____ Catatan Tersimpan
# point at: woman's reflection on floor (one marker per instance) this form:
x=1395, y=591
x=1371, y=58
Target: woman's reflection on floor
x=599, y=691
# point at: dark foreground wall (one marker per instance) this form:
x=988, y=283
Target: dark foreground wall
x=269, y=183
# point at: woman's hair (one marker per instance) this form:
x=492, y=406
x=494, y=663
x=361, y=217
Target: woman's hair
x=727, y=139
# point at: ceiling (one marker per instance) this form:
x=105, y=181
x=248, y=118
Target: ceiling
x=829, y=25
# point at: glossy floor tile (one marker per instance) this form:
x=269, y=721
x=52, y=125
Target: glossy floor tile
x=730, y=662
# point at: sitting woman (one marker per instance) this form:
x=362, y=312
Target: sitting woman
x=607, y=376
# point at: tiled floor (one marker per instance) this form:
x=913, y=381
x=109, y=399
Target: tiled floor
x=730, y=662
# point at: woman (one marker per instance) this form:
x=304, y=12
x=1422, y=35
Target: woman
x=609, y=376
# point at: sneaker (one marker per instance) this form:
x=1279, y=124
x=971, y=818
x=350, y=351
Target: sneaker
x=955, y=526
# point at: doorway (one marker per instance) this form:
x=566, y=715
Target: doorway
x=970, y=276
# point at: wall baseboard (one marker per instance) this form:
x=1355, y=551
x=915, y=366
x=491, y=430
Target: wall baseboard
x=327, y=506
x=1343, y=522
________
Yang Perlu Dikerjakan — Formatkan seluruh baris daftar di atas sebagai list JSON berisi string, satu string untuk setiap baris, dengan melewati baris kosong.

Hasil Latihan Ini —
[
  "# point at: woman's reflection on floor (one marker per instance) this form:",
  "x=1395, y=591",
  "x=1371, y=58",
  "Target: woman's reflection on floor",
  "x=599, y=691",
  "# point at: dark foreground wall (one marker per instance) this form:",
  "x=988, y=283",
  "Target: dark foreground wall",
  "x=269, y=183",
  "# point at: woman's hair (one marker per instance) this form:",
  "x=492, y=406",
  "x=494, y=663",
  "x=361, y=217",
  "Target: woman's hair",
  "x=727, y=139",
  "# point at: ceiling (one marker per instance) this form:",
  "x=105, y=181",
  "x=248, y=118",
  "Target: ceiling",
  "x=829, y=25",
  "# point at: glossy floor tile (one marker per instance) this form:",
  "x=269, y=721",
  "x=52, y=125",
  "Target: glossy floor tile",
  "x=730, y=662",
  "# point at: sitting woman (one marker per instance) this form:",
  "x=362, y=312",
  "Target: sitting woman",
  "x=607, y=376",
  "# point at: tiled floor (one marker per instance) this form:",
  "x=913, y=381",
  "x=109, y=399",
  "Target: tiled floor",
  "x=730, y=662",
  "# point at: woman (one marker per instance) this form:",
  "x=304, y=12",
  "x=1422, y=35",
  "Target: woman",
  "x=609, y=376",
  "# point at: sneaker (one marker per instance) this form:",
  "x=1279, y=124",
  "x=971, y=818",
  "x=350, y=351",
  "Target: sneaker",
  "x=955, y=526",
  "# point at: doorway (one marker per instance) this form:",
  "x=566, y=715",
  "Target: doorway",
  "x=970, y=276",
  "# point at: wall baseboard (one marker per instance) this form:",
  "x=1355, y=551",
  "x=915, y=366",
  "x=491, y=430",
  "Target: wall baseboard",
  "x=327, y=506",
  "x=1343, y=522"
]